▶ Problem to solve
Convert each line of the records below into a JSON list of strings, one string per line, omitting any blank lines.

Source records
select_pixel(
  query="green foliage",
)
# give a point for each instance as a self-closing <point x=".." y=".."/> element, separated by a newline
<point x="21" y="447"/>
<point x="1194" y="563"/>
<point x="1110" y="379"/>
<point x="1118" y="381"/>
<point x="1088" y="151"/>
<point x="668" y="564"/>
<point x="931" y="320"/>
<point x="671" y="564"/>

▶ The completed task
[
  "select_pixel(",
  "  query=\"green foliage\",",
  ")",
  "# give a point for each instance as a self-closing <point x=\"..\" y=\"..\"/> element, separated by a newline",
  "<point x=\"21\" y=\"447\"/>",
  "<point x=\"1194\" y=\"563\"/>",
  "<point x=\"1110\" y=\"379\"/>",
  "<point x=\"1118\" y=\"381\"/>",
  "<point x=\"1088\" y=\"151\"/>",
  "<point x=\"668\" y=\"564\"/>",
  "<point x=\"931\" y=\"320\"/>",
  "<point x=\"671\" y=\"564\"/>"
]